▶ **Source**
■ ■ ■ ■ ■

Being English, I’ve often lamented a dearth of wargames representing English history. My woe is further compounded by the fact that as a Casual Wargamer my choice is further restricted to those games which have sensible caps on complexity and play time. I was therefore delighted when Jerry Taylor announced he was designing a game based on the Wars of the Roses, and further delighted when Columbia games did me the honour of sending me a review copy. The title it seems has changed to Richard III, one of the four monarchs England enjoyed during the wars which has the unfortunate side effect of making me hear Baldrick saying ”Oh dear, Richard the Third” in a deadpan tone whenever I think about the game. But it’s the play that matters, not the name, so on with the review.

■ ■ ■ ■ ■

▶ **Object pointing dataset rows**
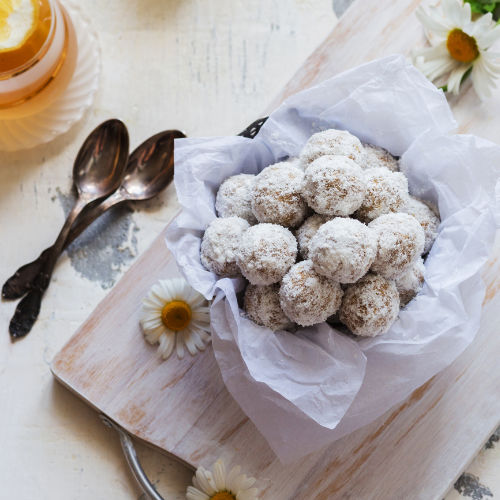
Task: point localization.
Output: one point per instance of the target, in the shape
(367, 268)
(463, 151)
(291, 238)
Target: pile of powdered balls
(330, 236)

■ ■ ■ ■ ■

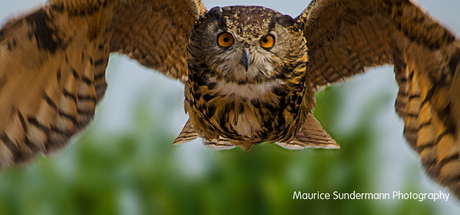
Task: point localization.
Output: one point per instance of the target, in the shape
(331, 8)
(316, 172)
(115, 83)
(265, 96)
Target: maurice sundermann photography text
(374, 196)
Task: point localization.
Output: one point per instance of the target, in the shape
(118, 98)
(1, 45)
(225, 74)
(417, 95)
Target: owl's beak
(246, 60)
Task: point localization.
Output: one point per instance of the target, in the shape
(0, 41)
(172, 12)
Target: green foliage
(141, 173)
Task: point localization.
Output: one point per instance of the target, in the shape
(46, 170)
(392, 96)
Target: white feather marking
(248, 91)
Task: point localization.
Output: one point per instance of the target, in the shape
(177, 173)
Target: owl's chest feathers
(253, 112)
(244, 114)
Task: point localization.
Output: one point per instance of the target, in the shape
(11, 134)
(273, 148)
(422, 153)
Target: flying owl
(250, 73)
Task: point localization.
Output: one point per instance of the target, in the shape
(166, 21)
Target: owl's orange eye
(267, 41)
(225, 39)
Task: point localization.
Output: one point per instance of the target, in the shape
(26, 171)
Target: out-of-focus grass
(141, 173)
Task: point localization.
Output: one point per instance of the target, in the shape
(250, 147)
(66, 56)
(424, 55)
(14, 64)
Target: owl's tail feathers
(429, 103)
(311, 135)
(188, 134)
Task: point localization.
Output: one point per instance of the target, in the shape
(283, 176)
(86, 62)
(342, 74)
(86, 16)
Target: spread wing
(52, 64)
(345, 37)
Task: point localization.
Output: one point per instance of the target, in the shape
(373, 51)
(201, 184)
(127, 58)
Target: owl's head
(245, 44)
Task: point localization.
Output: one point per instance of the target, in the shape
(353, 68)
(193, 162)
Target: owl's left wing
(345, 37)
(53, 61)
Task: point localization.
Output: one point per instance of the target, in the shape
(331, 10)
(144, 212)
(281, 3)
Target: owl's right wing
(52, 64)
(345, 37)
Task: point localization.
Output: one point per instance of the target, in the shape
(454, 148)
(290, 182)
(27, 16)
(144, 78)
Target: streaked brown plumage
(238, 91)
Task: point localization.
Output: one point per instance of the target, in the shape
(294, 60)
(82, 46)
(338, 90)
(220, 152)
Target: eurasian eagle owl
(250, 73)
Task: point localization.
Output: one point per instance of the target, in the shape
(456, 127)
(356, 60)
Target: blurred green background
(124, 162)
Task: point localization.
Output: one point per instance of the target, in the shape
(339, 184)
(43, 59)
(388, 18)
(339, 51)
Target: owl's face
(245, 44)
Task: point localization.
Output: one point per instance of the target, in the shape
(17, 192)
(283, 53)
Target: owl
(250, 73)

■ ■ ■ ■ ■

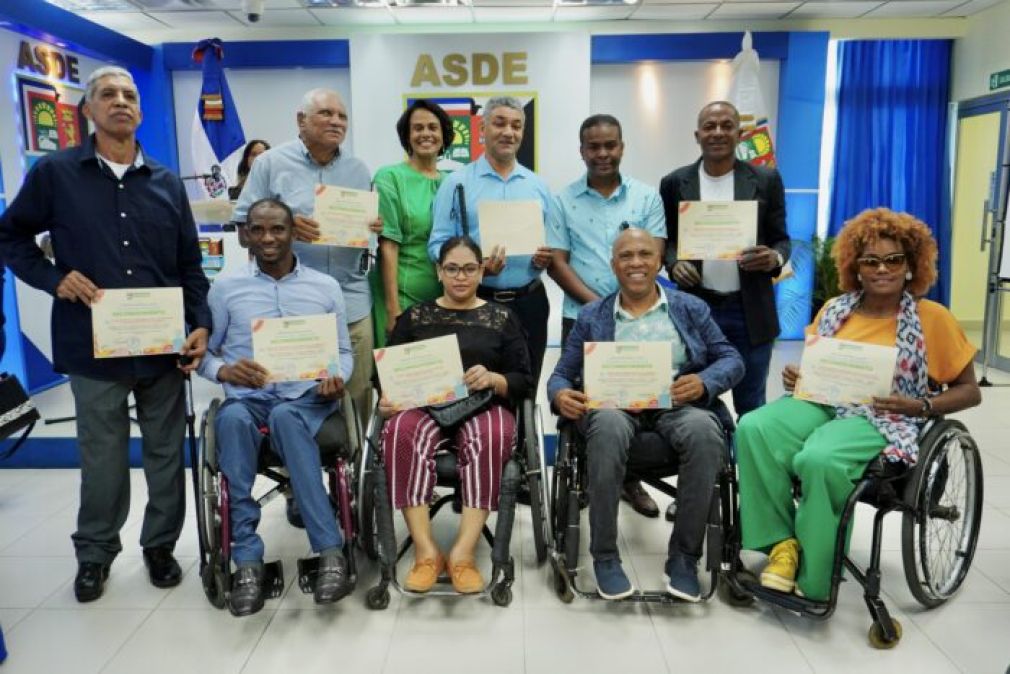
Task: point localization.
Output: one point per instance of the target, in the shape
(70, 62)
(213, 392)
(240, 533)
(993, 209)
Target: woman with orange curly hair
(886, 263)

■ ■ ■ ■ ■

▶ **Tasks to complete**
1) In the game review, which company sent the writer a review copy?
2) Select every line of the rows that contains the word "wing".

▶ **Exercise responses**
1) Columbia Games

2)
Target: spread wing
Target: owl's left wing
Target: owl's right wing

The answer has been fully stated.